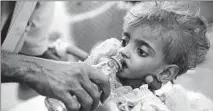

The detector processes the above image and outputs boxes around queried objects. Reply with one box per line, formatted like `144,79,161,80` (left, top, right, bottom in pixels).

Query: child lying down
84,2,213,111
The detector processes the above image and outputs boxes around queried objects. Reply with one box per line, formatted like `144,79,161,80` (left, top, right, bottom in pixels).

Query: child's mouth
121,60,128,70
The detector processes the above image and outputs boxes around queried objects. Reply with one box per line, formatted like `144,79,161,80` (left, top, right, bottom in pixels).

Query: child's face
117,25,167,81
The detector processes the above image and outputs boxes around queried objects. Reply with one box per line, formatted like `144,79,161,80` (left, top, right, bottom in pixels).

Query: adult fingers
145,75,162,91
81,79,101,110
70,87,93,111
87,67,110,103
57,92,80,111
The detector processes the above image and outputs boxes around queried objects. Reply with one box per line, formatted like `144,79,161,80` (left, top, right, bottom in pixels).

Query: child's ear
156,65,179,84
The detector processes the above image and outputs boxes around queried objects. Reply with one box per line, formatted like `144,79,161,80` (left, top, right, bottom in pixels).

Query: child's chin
116,71,131,79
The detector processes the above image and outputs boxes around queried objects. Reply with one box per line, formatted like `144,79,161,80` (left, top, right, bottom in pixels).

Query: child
85,1,213,111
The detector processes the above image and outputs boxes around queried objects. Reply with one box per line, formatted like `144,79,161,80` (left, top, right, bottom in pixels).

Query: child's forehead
125,24,171,55
124,24,166,41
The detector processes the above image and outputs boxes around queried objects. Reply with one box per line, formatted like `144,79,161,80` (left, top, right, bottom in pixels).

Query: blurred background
1,1,213,111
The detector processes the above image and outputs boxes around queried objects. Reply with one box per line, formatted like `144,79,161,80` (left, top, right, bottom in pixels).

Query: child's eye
137,48,148,57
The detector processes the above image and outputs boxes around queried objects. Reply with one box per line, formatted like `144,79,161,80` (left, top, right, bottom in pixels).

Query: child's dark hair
124,2,210,77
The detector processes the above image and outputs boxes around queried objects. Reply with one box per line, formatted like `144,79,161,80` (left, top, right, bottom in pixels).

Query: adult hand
2,51,110,111
27,62,110,111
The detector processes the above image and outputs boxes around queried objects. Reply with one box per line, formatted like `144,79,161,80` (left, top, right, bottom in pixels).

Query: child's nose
118,47,130,58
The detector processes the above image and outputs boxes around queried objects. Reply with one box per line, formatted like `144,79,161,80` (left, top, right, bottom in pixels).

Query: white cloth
155,82,213,111
111,83,213,111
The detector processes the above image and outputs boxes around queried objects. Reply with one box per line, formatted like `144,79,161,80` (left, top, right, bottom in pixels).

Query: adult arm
1,50,110,111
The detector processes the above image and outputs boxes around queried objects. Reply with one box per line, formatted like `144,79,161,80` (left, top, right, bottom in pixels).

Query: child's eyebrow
135,38,156,55
123,32,155,55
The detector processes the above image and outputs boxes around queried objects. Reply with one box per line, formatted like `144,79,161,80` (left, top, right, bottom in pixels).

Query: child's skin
117,25,179,88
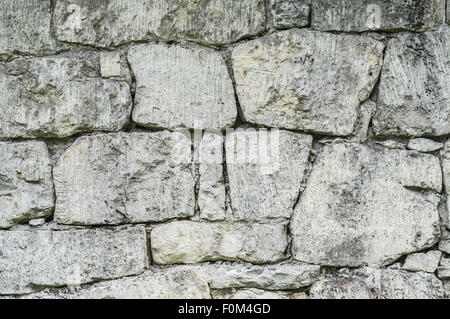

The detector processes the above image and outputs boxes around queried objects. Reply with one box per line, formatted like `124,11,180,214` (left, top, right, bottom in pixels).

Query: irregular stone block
198,131,226,221
310,268,444,299
443,142,450,223
226,129,312,221
291,142,442,267
0,142,54,229
312,0,445,32
151,221,288,264
447,0,450,24
269,0,310,29
438,257,450,279
232,29,384,136
0,226,148,295
229,288,287,299
407,138,444,153
129,44,236,130
54,132,195,225
0,52,131,138
0,0,57,58
402,251,442,273
373,32,450,137
21,268,210,299
54,0,266,47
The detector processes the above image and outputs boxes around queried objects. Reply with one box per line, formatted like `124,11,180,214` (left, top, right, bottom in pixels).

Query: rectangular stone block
151,221,288,265
0,226,149,295
0,141,54,229
54,132,195,225
54,0,266,47
128,44,236,130
312,0,445,32
0,52,131,138
269,0,310,29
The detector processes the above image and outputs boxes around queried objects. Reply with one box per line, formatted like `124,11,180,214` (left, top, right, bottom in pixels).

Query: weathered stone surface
226,129,312,221
0,227,148,295
407,138,444,153
129,44,236,130
291,142,442,267
0,142,54,229
199,262,320,290
21,268,210,299
151,221,288,264
54,132,195,225
310,268,444,299
402,251,442,273
312,0,445,32
229,288,287,299
198,131,226,221
438,257,450,279
0,0,57,58
0,52,131,138
232,29,384,136
29,218,46,227
269,0,310,29
54,0,266,47
447,0,450,24
443,142,450,224
373,32,450,137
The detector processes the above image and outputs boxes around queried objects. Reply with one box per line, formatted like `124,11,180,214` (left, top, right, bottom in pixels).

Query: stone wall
0,0,449,299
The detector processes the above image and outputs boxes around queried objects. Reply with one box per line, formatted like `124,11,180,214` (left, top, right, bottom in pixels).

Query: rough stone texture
0,52,131,138
443,142,450,223
310,269,444,299
151,221,288,265
312,0,446,32
228,288,287,299
0,142,54,229
438,257,450,279
21,268,210,299
407,138,444,153
0,0,57,58
269,0,310,29
448,0,450,24
198,131,226,221
373,32,450,137
226,129,312,222
54,132,195,225
232,29,384,136
0,227,148,295
291,142,442,267
54,0,266,47
402,251,442,273
129,44,236,130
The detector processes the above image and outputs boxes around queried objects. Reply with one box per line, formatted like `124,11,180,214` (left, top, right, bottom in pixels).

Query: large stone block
291,142,442,267
0,226,148,295
54,132,195,225
0,0,57,58
443,142,450,221
0,142,54,229
226,129,312,222
269,0,310,29
0,52,131,138
129,44,236,130
151,221,288,264
312,0,445,32
309,268,444,299
54,0,266,47
232,29,384,136
373,32,450,137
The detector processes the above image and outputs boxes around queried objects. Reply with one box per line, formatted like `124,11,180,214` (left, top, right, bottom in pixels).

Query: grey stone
0,141,54,229
29,218,46,227
438,257,450,279
269,0,310,29
407,138,444,153
0,0,57,58
128,44,237,130
443,142,450,226
0,52,131,138
312,0,445,32
291,142,442,267
198,131,226,221
54,132,195,225
226,129,312,222
402,251,442,273
229,288,287,299
151,221,288,265
353,101,376,142
447,0,450,24
54,0,266,47
373,32,450,137
232,29,384,136
0,226,149,295
21,268,210,299
310,268,444,299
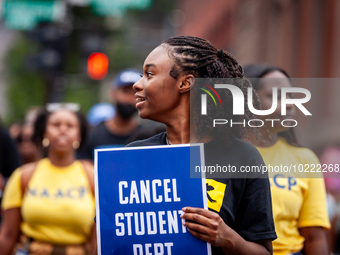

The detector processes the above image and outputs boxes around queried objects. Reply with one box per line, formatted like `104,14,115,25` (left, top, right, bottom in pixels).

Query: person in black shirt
78,69,143,160
0,125,21,221
0,126,21,180
129,36,276,255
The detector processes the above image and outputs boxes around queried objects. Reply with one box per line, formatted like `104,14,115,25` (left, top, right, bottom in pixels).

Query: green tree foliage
3,33,45,125
3,0,174,125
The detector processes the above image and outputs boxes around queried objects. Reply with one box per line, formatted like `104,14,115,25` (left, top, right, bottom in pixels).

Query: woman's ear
179,75,195,93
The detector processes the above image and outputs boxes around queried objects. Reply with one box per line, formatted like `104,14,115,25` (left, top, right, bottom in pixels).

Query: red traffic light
87,53,109,80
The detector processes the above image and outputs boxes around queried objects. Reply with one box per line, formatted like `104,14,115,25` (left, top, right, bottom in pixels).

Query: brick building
177,0,340,150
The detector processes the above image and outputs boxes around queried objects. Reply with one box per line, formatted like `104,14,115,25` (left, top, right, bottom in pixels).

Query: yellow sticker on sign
206,179,227,212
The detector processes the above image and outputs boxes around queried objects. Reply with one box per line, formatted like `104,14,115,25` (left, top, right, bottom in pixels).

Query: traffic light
26,24,67,72
87,52,109,80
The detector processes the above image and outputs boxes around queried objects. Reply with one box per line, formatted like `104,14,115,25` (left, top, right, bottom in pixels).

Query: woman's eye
146,72,152,78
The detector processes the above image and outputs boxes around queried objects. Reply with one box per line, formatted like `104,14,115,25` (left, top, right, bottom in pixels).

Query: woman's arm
93,245,98,255
300,227,328,255
296,175,330,255
181,207,272,255
81,161,97,254
0,208,22,255
87,223,97,255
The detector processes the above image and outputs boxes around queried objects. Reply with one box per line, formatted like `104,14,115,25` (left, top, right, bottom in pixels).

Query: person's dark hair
162,36,244,79
243,64,300,147
243,64,290,90
32,109,88,150
161,36,259,144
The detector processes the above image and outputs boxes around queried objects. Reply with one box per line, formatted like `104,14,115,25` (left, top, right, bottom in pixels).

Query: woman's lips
135,95,146,108
56,135,69,145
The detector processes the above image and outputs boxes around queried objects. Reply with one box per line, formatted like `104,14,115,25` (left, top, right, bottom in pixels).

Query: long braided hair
163,36,243,79
161,36,259,144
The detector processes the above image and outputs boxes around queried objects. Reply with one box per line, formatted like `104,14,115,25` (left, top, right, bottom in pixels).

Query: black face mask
116,103,138,120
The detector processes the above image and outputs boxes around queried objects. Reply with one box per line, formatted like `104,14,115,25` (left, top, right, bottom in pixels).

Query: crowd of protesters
0,35,338,255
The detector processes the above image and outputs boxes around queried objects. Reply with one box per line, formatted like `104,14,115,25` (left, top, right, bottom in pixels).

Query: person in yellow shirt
0,104,96,255
244,64,330,255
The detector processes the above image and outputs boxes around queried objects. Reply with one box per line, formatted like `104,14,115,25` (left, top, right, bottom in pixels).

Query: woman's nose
133,78,143,92
59,124,68,132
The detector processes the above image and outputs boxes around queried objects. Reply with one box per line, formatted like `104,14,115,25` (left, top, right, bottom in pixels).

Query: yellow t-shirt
1,158,96,245
257,138,330,255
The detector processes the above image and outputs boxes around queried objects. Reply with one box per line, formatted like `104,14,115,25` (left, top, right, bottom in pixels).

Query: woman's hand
180,206,234,248
180,207,272,255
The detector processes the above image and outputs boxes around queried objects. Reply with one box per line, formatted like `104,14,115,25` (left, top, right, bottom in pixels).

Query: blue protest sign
95,144,211,255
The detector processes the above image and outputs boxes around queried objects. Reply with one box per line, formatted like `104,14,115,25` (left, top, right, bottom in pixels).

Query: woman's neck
249,127,279,147
161,97,190,144
166,116,191,144
163,94,214,144
48,150,75,167
165,110,213,144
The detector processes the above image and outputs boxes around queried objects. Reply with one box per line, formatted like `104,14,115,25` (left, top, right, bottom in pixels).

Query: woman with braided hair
244,64,330,255
127,36,277,255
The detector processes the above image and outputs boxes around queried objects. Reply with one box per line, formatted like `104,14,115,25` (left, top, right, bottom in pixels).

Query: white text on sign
119,179,181,204
133,242,174,255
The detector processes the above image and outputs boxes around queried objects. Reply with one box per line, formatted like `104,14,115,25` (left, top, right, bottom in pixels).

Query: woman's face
257,71,296,133
44,109,80,154
133,45,182,121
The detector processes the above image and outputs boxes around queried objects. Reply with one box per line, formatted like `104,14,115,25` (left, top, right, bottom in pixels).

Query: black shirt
78,122,142,160
127,132,277,254
0,127,21,178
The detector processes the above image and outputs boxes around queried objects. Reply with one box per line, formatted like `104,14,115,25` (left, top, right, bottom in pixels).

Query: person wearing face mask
78,68,143,161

────────────────────────────────────────

## What is being asked
Beginning with the line that holds "Query: black shirt", copy the entries exactly to their last line, and leave out every earlier line.

## Answer area
Query: black shirt
78,122,142,160
127,132,277,254
0,127,21,178
The detector processes the above image and outputs boxes around queried objects. Reply with one box per line, formatted like `104,14,115,25` (left, top, right, bottom in pixels).

Query: person wearing face mask
78,68,143,161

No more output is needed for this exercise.